Show each line in the records below that contains the word "tire", copied in full.

## Records shown
________________________
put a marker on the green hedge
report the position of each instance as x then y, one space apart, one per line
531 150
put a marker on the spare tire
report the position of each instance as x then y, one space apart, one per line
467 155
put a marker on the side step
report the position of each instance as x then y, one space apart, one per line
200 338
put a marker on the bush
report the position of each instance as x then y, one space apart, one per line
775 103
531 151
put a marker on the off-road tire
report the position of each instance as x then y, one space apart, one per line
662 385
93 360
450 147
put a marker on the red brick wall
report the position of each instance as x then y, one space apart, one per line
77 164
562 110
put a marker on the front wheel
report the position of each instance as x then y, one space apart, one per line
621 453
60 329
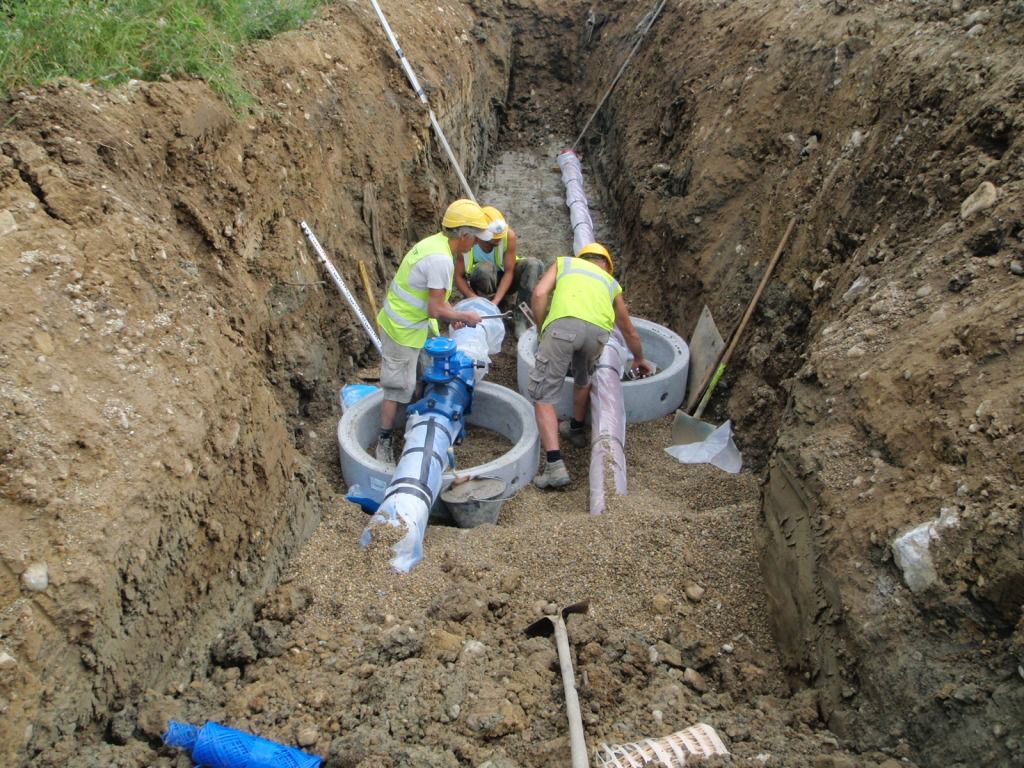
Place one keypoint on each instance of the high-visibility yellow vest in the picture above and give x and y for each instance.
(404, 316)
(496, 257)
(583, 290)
________________________
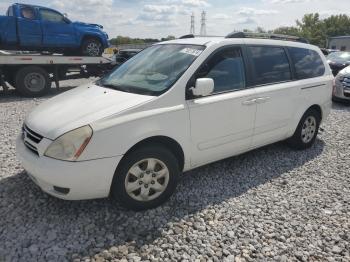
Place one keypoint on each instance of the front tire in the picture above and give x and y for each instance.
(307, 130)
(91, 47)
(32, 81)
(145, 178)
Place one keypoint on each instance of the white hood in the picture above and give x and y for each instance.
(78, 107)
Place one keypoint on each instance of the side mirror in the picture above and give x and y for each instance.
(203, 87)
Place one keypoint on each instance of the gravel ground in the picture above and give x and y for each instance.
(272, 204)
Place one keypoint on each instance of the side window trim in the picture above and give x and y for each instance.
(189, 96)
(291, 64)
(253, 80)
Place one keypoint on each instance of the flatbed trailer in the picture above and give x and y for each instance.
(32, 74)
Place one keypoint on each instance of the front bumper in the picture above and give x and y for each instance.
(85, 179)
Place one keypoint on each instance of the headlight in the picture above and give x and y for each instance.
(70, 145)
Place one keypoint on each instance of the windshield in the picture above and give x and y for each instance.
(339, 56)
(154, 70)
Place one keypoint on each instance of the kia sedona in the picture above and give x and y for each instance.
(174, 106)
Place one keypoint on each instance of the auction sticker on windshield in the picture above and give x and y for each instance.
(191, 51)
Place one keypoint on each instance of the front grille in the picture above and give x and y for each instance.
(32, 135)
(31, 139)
________________________
## Answer to this problem
put a marker on the spare tire
put a marker on the off-road tire
Place one keypoint on each instance of the front tire in the picture above and give x and y for each instance.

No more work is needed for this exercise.